--- What to work on ---
A: Decide whether each statement agrees with the ICCC passage, answering yes or no and quoting the deciding words: (i) McIntire has been ICCC president for twenty years; (ii) the ICCC publishes estimates of its constituency; (iii) the church in Collingswood has 1,800 members.
B: Reproduce the ICCC passage between "At 62, McIntire" and "on 600 stations.", inclusive.
## begin Supplied text
The ICCC never gives out constituency estimates, so it’s hard to guess just what the 480 delegates and 2,000 visitors at Cape May represented. But the movement is growing, fueled by such events as the WCC’s Uppsala assembly and the dismissal of heresy charges against Principal Lloyd Geering in New Zealand.

At the ICCC meeting the Rev. Carl McIntire was more omnipresent than his arch-rivals Blake and Pope Paul were at Uppsala or Vatican II. Dr. A. Rackotobe of an independent Reformed church in Madagascar exclaimed with enthusiasm, “The world is beginning to rot. Happily, Dr. McIntire is the salt.… Apart from Dr. McIntire the whole world is in deep darkness.”

At 62, McIntire is a hard-working, happy warrior. He has been ICCC president twenty years and is in his thirty-fifth year at the Bible Presbyterian Church in Collingswood, New Jersey, whose 1,800 members constitute nearly a fourth of that denomination. From there he puts out a weekly paper and a daily radio program he says is on 600 stations.
## end Supplied text
## begin Dataset entries
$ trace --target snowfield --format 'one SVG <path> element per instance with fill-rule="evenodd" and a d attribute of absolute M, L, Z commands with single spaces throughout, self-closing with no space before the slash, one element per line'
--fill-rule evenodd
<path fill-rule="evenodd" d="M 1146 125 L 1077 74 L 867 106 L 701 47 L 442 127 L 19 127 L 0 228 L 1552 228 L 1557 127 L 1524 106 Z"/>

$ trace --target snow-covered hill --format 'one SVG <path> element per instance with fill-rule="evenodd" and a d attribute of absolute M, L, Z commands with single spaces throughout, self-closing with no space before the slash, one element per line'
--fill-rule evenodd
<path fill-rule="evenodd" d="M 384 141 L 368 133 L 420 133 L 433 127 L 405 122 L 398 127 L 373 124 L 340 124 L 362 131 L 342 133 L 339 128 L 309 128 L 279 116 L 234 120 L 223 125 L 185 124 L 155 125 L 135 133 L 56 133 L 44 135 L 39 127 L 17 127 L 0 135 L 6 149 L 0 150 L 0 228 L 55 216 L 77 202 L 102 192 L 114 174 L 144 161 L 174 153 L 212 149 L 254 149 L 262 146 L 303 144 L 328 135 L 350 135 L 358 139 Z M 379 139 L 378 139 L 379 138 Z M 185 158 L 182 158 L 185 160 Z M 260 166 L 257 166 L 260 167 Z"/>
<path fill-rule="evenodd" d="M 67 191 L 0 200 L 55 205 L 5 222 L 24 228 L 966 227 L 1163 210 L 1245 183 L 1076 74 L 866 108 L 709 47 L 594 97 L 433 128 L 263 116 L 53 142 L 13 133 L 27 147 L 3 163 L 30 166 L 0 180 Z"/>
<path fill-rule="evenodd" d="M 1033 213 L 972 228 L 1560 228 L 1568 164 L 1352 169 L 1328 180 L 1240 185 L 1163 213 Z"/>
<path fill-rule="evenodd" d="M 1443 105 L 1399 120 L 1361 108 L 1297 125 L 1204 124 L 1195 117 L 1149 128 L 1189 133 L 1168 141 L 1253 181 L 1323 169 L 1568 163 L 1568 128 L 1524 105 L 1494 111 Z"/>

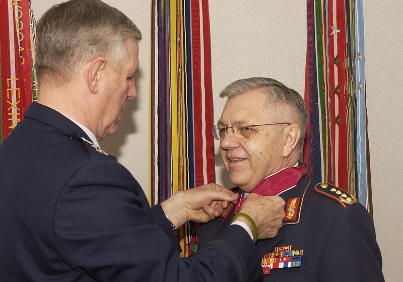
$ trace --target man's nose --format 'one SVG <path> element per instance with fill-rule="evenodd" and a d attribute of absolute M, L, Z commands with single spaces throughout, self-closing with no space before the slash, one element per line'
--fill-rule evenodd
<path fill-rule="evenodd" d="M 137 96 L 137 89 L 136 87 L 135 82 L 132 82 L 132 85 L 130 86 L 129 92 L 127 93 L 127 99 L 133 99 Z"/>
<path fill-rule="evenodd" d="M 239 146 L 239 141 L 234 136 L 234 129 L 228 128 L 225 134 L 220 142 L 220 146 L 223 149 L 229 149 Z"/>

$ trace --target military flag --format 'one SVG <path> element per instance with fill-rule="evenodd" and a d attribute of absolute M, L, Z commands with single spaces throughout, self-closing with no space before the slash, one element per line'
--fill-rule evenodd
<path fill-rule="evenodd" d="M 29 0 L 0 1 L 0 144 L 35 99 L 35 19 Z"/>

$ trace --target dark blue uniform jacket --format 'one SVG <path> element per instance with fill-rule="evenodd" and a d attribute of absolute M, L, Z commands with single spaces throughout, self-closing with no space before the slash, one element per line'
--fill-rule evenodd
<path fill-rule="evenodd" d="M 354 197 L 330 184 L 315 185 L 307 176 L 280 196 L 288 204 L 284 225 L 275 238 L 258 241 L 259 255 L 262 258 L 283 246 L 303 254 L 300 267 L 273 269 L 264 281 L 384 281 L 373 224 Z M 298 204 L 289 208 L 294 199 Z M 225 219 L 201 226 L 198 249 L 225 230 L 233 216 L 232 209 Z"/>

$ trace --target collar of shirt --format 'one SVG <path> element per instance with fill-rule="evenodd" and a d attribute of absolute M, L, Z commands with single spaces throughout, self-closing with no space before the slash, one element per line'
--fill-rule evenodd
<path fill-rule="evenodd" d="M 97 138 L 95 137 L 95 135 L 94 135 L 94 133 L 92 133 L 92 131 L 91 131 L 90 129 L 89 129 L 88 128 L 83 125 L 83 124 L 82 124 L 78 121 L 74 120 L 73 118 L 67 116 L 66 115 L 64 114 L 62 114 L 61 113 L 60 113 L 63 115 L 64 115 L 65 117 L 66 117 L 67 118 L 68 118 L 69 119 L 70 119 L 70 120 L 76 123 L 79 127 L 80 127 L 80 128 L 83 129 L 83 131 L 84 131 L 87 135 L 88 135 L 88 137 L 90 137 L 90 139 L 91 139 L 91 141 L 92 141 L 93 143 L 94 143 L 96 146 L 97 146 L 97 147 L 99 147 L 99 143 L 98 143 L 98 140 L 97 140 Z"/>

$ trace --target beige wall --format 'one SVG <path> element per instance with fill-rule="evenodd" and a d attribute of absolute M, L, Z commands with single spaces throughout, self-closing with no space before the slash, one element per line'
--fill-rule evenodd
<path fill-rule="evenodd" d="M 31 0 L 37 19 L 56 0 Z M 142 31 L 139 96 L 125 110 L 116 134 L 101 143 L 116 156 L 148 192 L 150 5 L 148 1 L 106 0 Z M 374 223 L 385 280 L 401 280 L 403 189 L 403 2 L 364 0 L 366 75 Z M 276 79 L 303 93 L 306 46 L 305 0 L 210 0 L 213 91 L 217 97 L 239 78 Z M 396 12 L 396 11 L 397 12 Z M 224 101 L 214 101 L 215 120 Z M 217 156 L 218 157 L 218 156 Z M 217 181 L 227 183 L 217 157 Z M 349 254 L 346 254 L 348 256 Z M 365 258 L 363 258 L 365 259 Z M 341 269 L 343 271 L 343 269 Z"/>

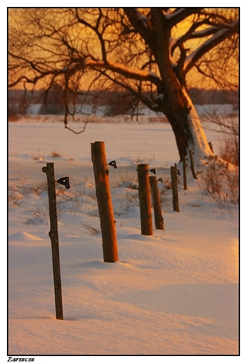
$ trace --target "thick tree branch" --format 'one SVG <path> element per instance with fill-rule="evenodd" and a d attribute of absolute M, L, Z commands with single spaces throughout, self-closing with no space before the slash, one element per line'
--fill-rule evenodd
## end Dataset entries
## begin Dataset entries
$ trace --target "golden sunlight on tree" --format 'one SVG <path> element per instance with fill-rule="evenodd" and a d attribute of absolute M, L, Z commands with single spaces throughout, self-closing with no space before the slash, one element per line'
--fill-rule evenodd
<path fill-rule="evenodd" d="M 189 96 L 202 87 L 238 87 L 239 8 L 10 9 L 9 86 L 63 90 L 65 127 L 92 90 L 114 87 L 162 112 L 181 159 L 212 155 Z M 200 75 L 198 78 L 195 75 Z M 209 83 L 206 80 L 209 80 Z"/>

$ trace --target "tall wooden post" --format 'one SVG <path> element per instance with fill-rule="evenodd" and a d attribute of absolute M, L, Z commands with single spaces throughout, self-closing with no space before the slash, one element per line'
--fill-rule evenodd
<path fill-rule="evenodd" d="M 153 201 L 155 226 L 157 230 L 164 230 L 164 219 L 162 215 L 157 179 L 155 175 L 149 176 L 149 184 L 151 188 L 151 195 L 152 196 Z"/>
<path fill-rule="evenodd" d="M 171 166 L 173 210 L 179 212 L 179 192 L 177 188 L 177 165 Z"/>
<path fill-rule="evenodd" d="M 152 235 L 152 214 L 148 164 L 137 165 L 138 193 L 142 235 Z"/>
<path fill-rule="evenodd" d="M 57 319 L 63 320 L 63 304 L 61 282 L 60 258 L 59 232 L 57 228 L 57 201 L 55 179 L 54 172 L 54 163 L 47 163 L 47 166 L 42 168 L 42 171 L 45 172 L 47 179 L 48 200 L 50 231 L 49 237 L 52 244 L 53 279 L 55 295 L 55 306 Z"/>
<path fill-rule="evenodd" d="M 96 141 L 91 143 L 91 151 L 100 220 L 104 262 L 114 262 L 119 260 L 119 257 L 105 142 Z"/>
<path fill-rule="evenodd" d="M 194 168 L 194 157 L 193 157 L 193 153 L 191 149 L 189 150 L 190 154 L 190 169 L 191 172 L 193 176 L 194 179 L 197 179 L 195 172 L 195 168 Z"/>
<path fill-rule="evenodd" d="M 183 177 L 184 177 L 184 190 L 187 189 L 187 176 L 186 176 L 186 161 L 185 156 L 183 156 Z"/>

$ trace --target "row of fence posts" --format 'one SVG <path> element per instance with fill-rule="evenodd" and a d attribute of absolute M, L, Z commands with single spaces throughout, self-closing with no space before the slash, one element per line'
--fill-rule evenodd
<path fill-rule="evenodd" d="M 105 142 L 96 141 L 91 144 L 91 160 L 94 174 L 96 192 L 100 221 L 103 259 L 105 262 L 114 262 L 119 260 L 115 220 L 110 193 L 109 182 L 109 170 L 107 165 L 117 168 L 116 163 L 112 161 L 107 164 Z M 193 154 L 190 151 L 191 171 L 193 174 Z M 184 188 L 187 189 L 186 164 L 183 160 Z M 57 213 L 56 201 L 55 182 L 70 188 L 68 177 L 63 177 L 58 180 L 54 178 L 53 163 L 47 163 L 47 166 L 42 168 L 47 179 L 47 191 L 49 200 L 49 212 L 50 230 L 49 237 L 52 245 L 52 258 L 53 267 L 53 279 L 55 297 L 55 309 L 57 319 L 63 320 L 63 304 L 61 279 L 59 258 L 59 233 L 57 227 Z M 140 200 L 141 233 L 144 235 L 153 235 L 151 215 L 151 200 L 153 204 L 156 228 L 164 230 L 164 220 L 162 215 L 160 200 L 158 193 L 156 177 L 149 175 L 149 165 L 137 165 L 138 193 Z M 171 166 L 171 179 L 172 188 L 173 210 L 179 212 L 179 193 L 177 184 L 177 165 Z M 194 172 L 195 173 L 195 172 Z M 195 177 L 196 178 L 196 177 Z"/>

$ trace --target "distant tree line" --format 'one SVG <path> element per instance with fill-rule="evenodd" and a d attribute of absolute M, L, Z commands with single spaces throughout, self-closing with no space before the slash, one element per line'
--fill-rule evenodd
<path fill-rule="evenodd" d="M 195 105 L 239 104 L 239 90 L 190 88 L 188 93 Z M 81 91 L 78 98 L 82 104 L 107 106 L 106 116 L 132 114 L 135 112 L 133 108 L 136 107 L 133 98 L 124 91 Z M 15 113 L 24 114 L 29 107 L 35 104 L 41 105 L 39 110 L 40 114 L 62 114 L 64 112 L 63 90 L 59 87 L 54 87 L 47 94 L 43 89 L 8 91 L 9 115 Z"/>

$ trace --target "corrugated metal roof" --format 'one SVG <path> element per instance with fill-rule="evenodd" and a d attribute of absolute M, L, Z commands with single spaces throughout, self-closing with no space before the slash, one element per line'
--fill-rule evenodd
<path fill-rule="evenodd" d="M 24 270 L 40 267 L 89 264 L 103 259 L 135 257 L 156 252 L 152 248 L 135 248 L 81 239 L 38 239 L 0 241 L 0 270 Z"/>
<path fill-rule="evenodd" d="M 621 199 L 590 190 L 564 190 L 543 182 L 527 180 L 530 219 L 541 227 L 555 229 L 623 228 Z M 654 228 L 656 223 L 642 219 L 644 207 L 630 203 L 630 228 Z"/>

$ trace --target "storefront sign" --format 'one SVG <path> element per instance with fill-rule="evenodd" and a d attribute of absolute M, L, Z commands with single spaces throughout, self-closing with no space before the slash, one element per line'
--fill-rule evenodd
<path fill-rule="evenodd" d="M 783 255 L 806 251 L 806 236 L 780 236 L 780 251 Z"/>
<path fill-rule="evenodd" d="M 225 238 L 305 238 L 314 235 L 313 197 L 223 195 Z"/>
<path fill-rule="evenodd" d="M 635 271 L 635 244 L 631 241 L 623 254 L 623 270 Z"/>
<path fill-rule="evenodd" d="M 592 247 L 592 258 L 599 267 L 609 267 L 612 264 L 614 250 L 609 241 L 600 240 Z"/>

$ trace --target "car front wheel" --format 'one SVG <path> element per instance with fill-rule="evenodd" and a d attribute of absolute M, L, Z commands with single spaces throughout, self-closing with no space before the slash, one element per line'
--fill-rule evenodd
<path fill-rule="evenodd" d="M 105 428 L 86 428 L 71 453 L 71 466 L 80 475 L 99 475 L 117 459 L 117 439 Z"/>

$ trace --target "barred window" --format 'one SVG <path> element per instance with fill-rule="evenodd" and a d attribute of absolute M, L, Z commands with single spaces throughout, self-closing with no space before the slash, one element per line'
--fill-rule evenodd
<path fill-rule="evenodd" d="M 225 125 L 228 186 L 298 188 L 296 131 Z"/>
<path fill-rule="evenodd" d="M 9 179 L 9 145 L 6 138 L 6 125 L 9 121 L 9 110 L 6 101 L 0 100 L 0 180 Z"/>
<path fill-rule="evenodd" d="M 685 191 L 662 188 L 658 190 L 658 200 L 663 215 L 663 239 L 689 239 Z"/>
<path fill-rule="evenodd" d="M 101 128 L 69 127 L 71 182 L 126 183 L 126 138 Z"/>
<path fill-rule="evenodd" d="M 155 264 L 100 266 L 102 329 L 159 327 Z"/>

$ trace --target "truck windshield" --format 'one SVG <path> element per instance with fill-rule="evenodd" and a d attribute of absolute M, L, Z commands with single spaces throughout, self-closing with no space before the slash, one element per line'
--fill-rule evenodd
## end Dataset entries
## begin Dataset entries
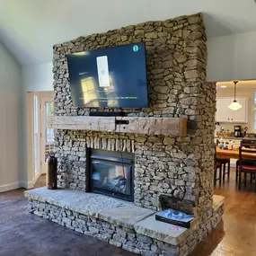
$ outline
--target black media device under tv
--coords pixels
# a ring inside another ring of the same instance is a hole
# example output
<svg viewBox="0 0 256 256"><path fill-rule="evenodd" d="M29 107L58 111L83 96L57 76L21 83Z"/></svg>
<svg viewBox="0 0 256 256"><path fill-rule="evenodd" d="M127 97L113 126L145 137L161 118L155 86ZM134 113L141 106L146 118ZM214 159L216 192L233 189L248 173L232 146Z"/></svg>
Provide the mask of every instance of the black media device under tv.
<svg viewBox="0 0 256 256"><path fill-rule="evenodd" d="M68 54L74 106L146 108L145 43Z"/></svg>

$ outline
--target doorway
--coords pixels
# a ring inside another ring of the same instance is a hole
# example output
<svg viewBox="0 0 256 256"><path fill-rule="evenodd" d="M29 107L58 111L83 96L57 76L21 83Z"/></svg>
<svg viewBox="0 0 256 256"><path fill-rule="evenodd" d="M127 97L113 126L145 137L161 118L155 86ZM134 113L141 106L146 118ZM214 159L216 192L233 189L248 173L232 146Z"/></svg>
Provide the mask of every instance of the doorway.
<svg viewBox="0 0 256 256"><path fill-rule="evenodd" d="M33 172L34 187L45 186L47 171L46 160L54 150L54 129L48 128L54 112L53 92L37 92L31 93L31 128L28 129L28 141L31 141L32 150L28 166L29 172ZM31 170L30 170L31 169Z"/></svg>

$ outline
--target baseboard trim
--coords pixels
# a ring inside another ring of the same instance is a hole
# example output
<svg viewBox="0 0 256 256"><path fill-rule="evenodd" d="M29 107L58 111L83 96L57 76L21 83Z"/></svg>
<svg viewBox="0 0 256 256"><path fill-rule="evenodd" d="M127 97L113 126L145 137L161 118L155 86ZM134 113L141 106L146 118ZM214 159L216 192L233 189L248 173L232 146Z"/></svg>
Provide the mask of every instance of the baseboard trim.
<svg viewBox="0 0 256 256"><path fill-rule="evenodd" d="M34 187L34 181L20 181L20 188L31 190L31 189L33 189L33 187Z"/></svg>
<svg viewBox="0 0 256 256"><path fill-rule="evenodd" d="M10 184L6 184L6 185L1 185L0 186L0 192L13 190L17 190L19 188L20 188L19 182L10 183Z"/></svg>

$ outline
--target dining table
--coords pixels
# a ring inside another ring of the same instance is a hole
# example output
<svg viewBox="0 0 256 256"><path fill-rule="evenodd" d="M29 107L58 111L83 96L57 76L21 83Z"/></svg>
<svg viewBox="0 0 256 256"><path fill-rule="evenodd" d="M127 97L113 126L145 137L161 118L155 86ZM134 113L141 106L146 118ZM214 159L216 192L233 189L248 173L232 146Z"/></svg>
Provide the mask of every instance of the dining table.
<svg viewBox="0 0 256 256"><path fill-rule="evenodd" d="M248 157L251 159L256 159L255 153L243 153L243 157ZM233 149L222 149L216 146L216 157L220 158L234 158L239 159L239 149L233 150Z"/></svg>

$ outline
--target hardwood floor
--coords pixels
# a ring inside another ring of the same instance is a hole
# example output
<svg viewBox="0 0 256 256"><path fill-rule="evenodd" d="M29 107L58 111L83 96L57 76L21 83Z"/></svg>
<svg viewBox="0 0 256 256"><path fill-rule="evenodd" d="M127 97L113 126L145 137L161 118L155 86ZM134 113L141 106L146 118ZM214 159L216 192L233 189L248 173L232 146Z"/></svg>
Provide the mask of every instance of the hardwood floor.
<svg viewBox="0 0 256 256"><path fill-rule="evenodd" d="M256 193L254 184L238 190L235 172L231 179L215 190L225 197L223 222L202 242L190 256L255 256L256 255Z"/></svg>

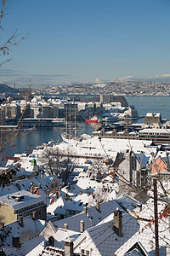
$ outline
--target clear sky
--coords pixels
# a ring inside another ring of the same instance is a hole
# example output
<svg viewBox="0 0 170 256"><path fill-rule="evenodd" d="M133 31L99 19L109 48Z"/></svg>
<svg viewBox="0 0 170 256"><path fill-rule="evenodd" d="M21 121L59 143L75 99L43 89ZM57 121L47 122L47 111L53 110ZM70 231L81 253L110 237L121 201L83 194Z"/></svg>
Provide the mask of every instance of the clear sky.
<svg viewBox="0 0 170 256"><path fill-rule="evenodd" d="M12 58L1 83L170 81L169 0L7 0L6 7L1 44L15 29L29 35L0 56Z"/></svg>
## end Dataset entries
--- Replies ---
A:
(i) Yes: "He has been ICCC president twenty years"
(ii) No: "The ICCC never gives out constituency estimates"
(iii) Yes: "whose 1,800 members constitute nearly a fourth of that denomination"

B:
At 62, McIntire is a hard-working, happy warrior. He has been ICCC president twenty years and is in his thirty-fifth year at the Bible Presbyterian Church in Collingswood, New Jersey, whose 1,800 members constitute nearly a fourth of that denomination. From there he puts out a weekly paper and a daily radio program he says is on 600 stations.